Aim of the task:
Please print every one of the lines below word for word, with nothing changed.
'''
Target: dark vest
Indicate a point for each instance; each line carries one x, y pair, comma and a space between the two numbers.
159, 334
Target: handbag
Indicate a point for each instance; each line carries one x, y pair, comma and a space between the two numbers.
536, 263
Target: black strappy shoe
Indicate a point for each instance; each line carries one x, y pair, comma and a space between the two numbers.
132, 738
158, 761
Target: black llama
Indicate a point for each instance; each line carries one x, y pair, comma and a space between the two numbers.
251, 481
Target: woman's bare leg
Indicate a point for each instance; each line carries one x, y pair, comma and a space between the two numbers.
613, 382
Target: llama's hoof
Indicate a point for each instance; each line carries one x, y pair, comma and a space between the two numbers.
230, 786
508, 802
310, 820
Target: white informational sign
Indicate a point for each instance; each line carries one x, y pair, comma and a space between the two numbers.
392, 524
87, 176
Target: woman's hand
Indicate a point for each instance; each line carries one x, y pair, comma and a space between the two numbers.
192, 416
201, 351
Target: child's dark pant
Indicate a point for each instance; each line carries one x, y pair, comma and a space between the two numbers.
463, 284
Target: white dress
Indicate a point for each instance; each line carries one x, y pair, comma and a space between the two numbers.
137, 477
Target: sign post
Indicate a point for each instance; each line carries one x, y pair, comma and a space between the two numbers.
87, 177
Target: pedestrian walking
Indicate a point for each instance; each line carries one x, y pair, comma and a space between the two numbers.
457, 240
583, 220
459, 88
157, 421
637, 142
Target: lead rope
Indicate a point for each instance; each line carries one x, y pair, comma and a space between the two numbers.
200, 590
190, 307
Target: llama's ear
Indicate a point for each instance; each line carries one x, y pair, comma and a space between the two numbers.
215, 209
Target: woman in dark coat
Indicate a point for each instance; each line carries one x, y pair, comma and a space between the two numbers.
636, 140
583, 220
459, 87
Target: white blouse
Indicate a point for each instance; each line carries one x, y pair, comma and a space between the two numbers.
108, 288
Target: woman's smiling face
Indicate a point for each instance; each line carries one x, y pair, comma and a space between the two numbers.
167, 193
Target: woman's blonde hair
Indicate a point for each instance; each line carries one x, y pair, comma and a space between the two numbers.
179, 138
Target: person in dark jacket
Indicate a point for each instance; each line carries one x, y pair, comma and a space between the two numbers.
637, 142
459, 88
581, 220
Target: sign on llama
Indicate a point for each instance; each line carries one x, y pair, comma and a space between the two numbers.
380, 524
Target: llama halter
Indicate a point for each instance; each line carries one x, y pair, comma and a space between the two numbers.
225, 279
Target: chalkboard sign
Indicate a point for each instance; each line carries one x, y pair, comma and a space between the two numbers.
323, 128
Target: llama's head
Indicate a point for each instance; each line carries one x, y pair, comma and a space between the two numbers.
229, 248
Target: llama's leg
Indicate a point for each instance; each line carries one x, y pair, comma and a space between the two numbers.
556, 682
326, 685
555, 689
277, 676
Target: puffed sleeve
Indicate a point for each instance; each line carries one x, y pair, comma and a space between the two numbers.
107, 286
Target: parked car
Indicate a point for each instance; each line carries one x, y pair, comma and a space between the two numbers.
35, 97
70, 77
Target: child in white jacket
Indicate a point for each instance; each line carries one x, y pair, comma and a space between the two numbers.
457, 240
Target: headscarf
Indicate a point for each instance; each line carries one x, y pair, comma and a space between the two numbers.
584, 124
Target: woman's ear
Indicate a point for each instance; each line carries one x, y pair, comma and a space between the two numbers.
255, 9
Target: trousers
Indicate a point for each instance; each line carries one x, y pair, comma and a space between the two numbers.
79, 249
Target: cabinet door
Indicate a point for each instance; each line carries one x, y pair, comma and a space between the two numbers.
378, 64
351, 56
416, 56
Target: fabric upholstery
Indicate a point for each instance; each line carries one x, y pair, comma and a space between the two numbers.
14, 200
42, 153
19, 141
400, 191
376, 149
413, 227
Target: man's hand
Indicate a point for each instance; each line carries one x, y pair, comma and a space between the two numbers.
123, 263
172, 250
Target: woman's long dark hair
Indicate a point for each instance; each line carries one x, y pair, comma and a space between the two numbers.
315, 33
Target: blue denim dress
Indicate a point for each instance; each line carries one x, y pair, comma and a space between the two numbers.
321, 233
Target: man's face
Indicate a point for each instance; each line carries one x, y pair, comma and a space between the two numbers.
'''
Reply to the task:
Target: dark vest
Indicate a point for each instance; each line carries one x, y pair, comma and a space between the two numbers.
159, 334
Target: handbag
Indicate a point for each instance; each line carries one x, y pair, comma and a space between the two numbers.
536, 263
Target: black strappy shoe
Indicate a point for each instance; each line carries one x, y pair, comma and a space between the two numbers.
132, 738
158, 761
Target: black llama
Indicate a point for each instance; each line carries one x, y pair, comma and a space between the two numbers.
251, 481
Target: woman's bare leg
Indicate a point for each instance; each line carries one x, y pair, comma and a space between the two numbers.
613, 382
Target: llama's hoof
Indicate a point for each instance; each line carries one x, y pair, comma and a space between the two numbers.
230, 786
508, 802
310, 820
Target: white informational sign
Indicate a point for each instance; each line carries one x, y pair, comma and a space between the two numbers.
392, 524
87, 176
Target: woman's hand
Indicate a point for each instance; each line carries one x, y pair, comma and a space between the two numbers.
192, 416
201, 351
Target: child's dark pant
Indicate a point for each instance; each line carries one x, y pair, comma and a space between the two numbers.
463, 284
Target: white dress
Indicate a point for each instance; each line carries one x, y pair, comma and a space between the two numbers.
137, 477
Target: sign post
Indicate a point for each instance; each line carries one x, y pair, comma and a space between the two numbers.
87, 177
Target: pedestrian walking
Indicate a point for each instance; each line carries one x, y pair, comma and a space between the two numbers.
457, 240
583, 220
459, 88
157, 421
637, 142
Target: lead rope
Indicate a point for each instance; each line carries one x, y pair, comma and a space between the two numbers.
200, 590
190, 307
Target: llama's ear
Indicate a point for each instance; each line carries one x, y pair, comma and a space between the two numbers.
215, 209
Target: woman in dark coat
Indicate a point for each instance; each line carries one x, y pair, comma and a space between the two numbers.
636, 140
583, 220
459, 87
Target: white blouse
Indicate a point for each instance; each line carries one x, y pair, comma and a space between the two numbers.
108, 288
Target: woman's smiling face
Indicate a point for each instance; each line carries one x, y pair, comma and a space between the two numbers.
167, 193
Target: woman's blonde hair
Indicate a point for each instance; each line carries one x, y pair, comma and a space between the two numbers.
179, 138
Target: person in dark jacket
Indicate a point for each instance; each line carries one x, y pair, comma and a space between the two numbers.
637, 142
459, 88
581, 220
Target: sign on llama
Indicate a point for each instance; each line carries one x, y pair, comma and a space between the two numbers.
380, 524
Target: llama halter
Indicate a point for each instance; each line carries one x, y pair, comma and a space between the two numbers.
225, 279
Target: chalkboard sign
Indicate a point for each instance; each line carries one x, y pair, comma and a space between the two numbers.
323, 128
Target: llama's head
Indicate a point for each instance; each line carries one x, y pair, comma and a space between the two numbers.
229, 248
Target: llama's leg
Indicate a point for each instance; each line carries one x, y pair, comma and a space between the two numbers.
556, 682
326, 685
555, 689
277, 676
Target: puffed sleeve
Indicate a point for each instance; each line carries one x, y pair, comma and a space between the two numbers.
107, 286
Target: parked car
Indicate a point for each instance; each line carries one x, y pair, comma and a space between the two numbers.
35, 97
70, 77
Target: child in white jacket
Indicate a point for each instance; each line carries one x, y pair, comma and a space between the two numbers.
457, 240
Target: headscarf
Indicate a point for each instance; each line carries one x, y pair, comma and a space between the two numbers.
584, 124
Target: woman's ear
Indicate a point for each instance; each line carries one x, y pair, comma and a space between the two numbers.
255, 9
Target: trousers
Indicate a point for each instance; each line carries one x, y pair, comma and a space between the two numbers.
79, 249
Target: cabinet door
Indicate a point for each instance; each line carries one x, y pair, comma and a space between the two numbers.
378, 64
351, 56
416, 56
Target: fabric upholstery
Indicate a point for each instance; each line carries one x, y pair, comma and a space between the two numbers.
14, 200
42, 153
19, 141
400, 191
376, 149
413, 227
Target: man's hand
Indicate a point for each instance; each line carries one x, y pair, comma and a space between the two numbers.
123, 263
172, 250
Target: woman's long dark hair
Indicate a point for each instance; each line carries one x, y pair, comma and a space between the two numbers.
315, 33
Target: blue denim dress
Indicate a point for each instance; each line carries one x, y pair, comma and a space between the two numbers.
321, 233
Target: man's face
Indicate a point for each instance; each line carries one x, y pair, comma and a space between the two numbers.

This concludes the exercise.